> TEXT EXTRACT:
- - -
We’re talking transformation, transcendence, and the beautiful no with the former executive producer of the Oprah Winfrey Show, Shari Salata.

Transformation, Transcendence, and the Beautiful No

In this conversation, we really get into what it means to transform.

We also talk about self-compassion and the role it’s played in Sheri’s transformation, this whole concept of being a producer and applying those ideas to your life, and what exactly a beautiful no is.

On what it’s like to release a book:

When Sheri released her book, even during the writing process she felt vulnerable.

But four months later, it’s a very different experience– now it feels connective.

It feels like other times in her life when she’s been afraid to do something but done it anyway and she’s able to look back and be glad that she summoned the courage.

On what it requires to transform:

It became clear to Sheri that there was a concrete difference between producing transformation, writing about transformation, speaking about transformation, and actually being transformed.

For many of us, we get off track when we take our eye off the prize, which is our own evolution, growth, and elevation, and we just start talking about it instead of focusing on the transforming we need to continue to do all the time.

Sheri saw this in her former life, how she was sincere in her producing of transformation and in her personal desire to transform, but she didn’t take it to a personal level where it would have meant focusing on making the transformation work in her own life.

It’s this thing where we become know-it-alls on what everyone else should be doing, yet we’ve completely taken our eye off of our own lives and what we need to be doing.

Transformation takes such personal truth and being really honest with yourself in a tender, compassionate way.

It’s different for everyone, but we just need to remind ourselves of what it takes.

It takes the willingness to stay on top of it as the number one priority of your life.

On the layers of transformation:

Most of us are very unaware of the tone and language of the voice inside our heads.

We’re unaware, yet it’s deeply impacting and affecting us.

For most of us, for long stretches of time, that voice is harsh and critical.

When you start to pay attention to it, you realize that you wouldn’t use that voice with any other person in the world, yet, it is the voice that has been laying the foundation for how you feel about yourself and creating the capacity (or incapacity) to love yourself.

When Sheri started paying attention to that voice a few years ago, she was shocked by her own self-cruelty.

The first step is thanking that voice for its spotty service, and enlisting our most tender, compassionate voice and lens, and using that for ourselves.

For Sheri, it’s the voice she speaks to puppies in, or to babies in, or to someone she cares about who is suffering and who she wants to remind of their goodness.

It requires a lot of focus to make that shift.

On what it would have been like for Sheri to be self-compassionate earlier:

Even though she knew about it, having as much or more information as anyone on the planet about how to move through the world in a more joyful and self-compassionate way, she didn’t.

Not only were those years at the peak of her career amazing, incredible, and deeply expansive, but they could have been so much more joyful, and that’s the difference.
- - -
> WHAT NEEDS TO BE DONE:
Continue the interview summary on transformation and self-compassion, starting after its final sentence.

[Records from a collection]
- - -
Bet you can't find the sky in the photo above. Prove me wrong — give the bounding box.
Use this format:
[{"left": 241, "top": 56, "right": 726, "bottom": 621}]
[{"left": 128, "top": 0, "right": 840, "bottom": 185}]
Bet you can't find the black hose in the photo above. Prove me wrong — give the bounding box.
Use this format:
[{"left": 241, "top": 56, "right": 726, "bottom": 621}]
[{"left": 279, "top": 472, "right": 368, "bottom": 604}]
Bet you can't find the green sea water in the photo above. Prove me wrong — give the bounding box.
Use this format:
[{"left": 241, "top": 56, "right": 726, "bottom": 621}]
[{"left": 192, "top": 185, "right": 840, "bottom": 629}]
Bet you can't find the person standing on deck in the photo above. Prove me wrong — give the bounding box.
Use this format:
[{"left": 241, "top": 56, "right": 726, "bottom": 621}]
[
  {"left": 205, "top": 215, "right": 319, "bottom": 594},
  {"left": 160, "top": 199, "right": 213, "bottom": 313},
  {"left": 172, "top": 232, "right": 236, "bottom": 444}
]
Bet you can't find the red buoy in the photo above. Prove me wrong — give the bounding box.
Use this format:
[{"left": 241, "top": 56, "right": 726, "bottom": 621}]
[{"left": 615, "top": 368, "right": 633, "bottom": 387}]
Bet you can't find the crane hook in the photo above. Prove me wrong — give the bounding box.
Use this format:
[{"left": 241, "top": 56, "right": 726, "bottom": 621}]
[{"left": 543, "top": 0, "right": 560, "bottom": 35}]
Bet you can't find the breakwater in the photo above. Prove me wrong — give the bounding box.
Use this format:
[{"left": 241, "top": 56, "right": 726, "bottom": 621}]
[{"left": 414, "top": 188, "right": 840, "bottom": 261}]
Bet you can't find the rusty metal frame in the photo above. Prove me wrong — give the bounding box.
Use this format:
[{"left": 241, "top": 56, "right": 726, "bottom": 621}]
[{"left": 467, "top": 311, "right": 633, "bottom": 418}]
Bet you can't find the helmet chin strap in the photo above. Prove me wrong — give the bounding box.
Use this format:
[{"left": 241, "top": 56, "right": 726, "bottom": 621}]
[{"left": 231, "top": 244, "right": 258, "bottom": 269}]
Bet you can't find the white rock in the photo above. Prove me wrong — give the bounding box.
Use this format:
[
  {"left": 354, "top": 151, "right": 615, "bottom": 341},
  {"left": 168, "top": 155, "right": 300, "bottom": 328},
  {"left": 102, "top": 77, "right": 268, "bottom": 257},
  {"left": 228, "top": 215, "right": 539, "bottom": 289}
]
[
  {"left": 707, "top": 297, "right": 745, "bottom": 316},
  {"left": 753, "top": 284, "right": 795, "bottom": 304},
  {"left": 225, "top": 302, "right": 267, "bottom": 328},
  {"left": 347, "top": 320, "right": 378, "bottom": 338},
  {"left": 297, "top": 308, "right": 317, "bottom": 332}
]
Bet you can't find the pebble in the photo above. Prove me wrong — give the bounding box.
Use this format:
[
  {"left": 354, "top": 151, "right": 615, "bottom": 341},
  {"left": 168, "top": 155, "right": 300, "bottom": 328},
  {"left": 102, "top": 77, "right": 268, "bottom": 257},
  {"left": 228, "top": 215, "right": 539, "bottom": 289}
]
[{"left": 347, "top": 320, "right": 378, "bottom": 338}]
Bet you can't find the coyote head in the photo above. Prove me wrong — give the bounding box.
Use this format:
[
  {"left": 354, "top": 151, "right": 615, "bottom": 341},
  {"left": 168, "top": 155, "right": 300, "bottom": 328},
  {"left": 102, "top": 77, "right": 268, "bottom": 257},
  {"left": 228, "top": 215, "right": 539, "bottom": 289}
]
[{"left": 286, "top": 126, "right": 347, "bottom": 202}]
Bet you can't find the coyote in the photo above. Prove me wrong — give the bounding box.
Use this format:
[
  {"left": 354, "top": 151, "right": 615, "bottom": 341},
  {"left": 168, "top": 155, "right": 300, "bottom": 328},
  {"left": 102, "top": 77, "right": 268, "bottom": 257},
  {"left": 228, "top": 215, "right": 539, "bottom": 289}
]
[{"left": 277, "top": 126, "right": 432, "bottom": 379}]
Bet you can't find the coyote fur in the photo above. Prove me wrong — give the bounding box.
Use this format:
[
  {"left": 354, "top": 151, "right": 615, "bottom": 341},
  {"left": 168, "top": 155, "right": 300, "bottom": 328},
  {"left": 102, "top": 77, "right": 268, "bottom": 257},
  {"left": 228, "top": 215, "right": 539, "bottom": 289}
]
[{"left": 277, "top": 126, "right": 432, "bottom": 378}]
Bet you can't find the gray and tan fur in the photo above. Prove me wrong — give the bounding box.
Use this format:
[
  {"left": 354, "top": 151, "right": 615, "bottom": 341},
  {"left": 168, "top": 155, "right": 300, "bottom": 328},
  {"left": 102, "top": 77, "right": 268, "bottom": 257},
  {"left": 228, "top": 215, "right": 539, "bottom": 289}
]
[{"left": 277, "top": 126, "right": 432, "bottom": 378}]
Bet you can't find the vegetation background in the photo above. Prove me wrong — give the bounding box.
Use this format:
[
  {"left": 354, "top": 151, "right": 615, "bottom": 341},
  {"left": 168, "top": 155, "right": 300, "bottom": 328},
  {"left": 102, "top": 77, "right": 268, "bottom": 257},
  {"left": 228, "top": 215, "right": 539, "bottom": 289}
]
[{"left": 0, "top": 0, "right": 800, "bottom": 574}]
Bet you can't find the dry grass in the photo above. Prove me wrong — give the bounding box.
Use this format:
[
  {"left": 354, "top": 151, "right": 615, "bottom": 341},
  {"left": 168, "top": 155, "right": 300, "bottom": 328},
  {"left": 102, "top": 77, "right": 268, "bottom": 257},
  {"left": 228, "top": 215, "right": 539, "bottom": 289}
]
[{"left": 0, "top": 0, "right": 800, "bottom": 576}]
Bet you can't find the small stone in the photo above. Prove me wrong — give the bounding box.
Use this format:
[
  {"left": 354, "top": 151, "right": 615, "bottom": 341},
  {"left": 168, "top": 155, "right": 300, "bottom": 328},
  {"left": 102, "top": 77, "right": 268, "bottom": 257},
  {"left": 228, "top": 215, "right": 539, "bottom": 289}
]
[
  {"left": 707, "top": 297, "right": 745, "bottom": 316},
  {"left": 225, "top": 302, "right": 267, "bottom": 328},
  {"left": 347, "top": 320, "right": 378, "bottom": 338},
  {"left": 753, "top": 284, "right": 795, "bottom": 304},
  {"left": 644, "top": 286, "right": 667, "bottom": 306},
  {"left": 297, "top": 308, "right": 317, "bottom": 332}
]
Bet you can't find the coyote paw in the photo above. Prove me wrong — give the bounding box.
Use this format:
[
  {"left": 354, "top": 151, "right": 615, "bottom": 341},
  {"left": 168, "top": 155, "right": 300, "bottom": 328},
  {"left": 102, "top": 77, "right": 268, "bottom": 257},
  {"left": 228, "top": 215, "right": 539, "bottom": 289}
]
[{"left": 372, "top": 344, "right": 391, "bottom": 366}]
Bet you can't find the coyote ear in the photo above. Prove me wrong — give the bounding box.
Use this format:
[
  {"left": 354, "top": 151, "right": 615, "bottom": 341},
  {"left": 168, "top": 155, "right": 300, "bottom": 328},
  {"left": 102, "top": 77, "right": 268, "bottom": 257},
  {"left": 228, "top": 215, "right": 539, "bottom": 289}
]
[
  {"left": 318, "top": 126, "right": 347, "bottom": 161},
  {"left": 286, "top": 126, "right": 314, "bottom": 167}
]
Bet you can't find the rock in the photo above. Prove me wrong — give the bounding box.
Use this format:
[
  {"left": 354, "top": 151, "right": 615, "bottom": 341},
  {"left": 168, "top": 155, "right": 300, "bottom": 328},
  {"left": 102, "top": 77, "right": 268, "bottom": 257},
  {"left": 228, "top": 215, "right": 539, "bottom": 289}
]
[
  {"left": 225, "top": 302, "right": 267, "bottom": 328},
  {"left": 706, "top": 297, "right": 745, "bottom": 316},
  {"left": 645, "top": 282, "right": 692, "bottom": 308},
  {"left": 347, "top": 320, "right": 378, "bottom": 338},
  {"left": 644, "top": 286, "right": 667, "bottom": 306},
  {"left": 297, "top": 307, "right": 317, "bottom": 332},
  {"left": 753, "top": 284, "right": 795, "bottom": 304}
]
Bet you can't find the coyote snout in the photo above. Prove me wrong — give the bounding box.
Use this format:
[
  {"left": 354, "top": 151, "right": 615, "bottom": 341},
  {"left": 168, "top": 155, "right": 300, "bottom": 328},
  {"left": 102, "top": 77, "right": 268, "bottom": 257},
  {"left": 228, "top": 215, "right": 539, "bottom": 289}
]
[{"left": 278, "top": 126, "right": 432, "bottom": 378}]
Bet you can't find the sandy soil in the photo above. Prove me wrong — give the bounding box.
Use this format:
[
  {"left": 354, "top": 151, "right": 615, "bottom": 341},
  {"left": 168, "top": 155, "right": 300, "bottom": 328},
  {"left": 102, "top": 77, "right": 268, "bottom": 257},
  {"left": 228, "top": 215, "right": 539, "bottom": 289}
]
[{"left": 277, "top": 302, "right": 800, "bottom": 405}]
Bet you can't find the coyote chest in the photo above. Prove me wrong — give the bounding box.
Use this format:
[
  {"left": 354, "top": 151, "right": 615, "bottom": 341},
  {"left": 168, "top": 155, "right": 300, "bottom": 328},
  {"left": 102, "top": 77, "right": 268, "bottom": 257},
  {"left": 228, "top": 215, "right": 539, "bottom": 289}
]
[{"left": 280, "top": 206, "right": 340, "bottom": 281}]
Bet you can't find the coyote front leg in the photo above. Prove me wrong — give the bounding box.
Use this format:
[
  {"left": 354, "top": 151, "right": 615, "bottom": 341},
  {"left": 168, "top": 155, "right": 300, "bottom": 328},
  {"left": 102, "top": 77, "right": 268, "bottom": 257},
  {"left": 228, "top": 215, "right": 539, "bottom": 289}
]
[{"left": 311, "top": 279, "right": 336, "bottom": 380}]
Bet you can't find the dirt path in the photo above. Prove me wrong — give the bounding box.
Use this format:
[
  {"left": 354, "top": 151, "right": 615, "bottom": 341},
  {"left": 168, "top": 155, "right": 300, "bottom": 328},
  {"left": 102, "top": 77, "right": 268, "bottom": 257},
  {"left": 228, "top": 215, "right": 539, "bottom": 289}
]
- - -
> RIGHT ANSWER:
She had practices to handle the stress that needed to be replaced with something else.

Soon enough, all of the practices that were about her own radical self-care were last on the list because she had to hold the world up with her two hands– this is often the story she told herself and what it felt like in her body.

“It was a false story that perpetuated an ability to go unconscious about the quality and the care of my own life and wellbeing.”

On the role of story in transformation:

We are constantly telling ourselves a story about our lives; we are the authors and we have absolute control over the story that we’re telling ourselves.

“If you want a different life you have to tell a different story.”

Somebody who feels buried with debt, disappointment, heartache, or illness will scoff at that at first because it feels like that won’t change anything in their life.

The truth is, it’s story that gets us in all of our jams– the story that we’re not good enough, the story that we’re not worthy, the story that nothing good ever happens to us, the story that other people are lucky and we’re not.

Those stories are creating outcomes as well.

Sometimes the easiest way to start is just sitting with yourself and saying, “what is the story I wish I was living in my life?”.

Just by starting to tell a new story, all of a sudden, your energy shifts; it is the magic of this life at this time on this planet.

“As long as we’re breathing, it’s never too late”.

If you wake up and open your eyes and you’re given another day, it’s another chance to choose again.

The question to ask ourselves: “Do we believe it’s ever too late to live the life of your dreams? And if not now, when?”

On being a producer:

Sheri is still, and really always has been, a producer.

The difference is that she was always a staff worker, producing for someone else, but now she is using her producing skills in service of her own creative vision and her own projects.

It’s given her a new perspective and a new jolt of energy.

At the end of the day, the producer is the one who is invested in the vision and who harnesses the people and the resources to make the vision come to life.

It requires a vision, an idea that has to be brought into reality.

For someone who wants more but struggles to create a vision:

One of the ways that Sheri and her podcast co-host, Nancy, created a vision was by looking at their lives as a landscape (or a “lifescape”) and then naming the areas of life that meant the most to them.

They came up with eight, and they both did a reckoning by going through each of those areas and asking themselves what they had created so far.

It’s just to get an idea of where you’re starting from.

And then going through each area, ask, “if there were no limits to anything, what would be my dream?”

You’ve got to have some dreams, you have to get your hope fires burning.

You have to remind yourself that this is a magical life and you can tap back into the magic with your enthusiasm, excitement, and daydreaming about what you really want for yourself.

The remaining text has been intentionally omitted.